--- start MATERIALS PROVIDED ---
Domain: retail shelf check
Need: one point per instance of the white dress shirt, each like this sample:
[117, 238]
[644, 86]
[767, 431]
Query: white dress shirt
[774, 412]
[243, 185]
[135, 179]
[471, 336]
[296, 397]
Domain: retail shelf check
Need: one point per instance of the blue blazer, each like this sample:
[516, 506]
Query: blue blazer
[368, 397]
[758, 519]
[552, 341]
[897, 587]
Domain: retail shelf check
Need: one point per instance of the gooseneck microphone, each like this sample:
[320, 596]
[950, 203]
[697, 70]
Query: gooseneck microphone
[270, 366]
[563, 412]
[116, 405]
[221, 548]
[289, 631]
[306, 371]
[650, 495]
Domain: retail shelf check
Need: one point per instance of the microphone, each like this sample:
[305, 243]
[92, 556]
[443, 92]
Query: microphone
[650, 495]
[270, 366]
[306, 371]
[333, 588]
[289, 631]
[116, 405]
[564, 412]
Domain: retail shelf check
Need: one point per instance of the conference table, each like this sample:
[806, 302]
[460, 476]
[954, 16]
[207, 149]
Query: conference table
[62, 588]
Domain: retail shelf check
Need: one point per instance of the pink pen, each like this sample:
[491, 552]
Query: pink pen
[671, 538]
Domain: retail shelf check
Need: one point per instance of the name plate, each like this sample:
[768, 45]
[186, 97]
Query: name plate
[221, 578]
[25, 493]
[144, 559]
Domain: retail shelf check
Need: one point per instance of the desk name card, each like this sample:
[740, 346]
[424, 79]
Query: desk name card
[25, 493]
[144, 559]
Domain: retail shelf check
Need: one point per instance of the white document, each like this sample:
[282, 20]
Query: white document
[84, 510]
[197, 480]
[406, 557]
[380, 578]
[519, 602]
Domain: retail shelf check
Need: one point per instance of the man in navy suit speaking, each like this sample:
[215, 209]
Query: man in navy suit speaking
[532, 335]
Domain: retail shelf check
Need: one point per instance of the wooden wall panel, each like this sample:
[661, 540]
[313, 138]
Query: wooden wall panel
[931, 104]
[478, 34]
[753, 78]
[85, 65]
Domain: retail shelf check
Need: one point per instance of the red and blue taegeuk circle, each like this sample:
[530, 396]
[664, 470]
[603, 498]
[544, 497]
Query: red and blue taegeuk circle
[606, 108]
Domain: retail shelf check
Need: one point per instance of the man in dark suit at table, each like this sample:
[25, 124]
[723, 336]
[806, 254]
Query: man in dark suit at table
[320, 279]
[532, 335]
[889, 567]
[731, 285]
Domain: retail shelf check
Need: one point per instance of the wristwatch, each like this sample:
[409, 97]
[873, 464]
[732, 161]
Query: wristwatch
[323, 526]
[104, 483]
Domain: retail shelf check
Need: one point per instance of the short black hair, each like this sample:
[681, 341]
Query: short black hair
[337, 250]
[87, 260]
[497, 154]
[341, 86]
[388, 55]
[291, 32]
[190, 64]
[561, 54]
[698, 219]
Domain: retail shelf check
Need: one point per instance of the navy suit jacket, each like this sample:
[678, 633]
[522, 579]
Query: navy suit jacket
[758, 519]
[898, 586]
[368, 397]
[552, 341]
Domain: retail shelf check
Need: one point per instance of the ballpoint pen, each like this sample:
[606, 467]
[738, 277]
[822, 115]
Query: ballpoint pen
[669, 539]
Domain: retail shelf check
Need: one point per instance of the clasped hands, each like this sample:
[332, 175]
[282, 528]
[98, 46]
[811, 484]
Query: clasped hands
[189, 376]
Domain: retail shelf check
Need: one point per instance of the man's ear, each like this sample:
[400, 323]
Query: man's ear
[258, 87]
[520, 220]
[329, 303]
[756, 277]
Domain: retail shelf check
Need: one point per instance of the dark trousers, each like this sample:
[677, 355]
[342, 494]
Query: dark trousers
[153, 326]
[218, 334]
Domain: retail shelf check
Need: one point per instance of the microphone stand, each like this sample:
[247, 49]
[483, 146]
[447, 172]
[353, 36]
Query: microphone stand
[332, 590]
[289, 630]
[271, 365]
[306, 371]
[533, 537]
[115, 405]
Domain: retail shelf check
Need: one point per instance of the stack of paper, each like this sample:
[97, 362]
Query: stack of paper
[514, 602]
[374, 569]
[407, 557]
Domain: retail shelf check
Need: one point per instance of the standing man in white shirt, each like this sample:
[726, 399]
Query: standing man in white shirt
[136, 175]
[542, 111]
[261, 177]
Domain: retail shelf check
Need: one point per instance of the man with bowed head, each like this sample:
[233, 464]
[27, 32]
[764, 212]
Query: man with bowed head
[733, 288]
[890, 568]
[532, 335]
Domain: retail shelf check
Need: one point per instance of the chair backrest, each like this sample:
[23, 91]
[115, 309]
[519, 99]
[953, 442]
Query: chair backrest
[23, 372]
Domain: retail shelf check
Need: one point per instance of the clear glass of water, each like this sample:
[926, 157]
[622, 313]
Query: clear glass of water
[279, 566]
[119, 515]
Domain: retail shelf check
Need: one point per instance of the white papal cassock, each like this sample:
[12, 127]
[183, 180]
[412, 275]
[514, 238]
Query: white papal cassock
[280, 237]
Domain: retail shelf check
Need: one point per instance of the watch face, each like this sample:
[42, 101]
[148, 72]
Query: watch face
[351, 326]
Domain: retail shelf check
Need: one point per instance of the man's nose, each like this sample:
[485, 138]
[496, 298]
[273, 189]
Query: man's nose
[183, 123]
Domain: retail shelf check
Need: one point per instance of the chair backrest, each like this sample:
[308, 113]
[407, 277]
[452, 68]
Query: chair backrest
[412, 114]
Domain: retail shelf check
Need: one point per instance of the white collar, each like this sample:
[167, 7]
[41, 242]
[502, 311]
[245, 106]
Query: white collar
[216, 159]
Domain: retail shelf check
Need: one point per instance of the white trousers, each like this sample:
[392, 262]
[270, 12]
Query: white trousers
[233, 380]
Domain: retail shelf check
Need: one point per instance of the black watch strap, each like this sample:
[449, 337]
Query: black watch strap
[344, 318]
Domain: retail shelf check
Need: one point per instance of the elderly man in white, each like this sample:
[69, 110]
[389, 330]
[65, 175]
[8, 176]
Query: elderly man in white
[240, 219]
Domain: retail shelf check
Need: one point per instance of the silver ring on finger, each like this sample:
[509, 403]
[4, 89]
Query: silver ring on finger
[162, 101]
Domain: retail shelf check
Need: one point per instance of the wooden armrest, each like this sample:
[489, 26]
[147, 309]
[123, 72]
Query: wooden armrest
--- end MATERIALS PROVIDED ---
## GIVEN REQUEST
Collect every line of the records that contains the word "water", and copy each one in full.

## RESULT
Need: one point per instance of the clear glass of water, each like this sample:
Query: clear glass of water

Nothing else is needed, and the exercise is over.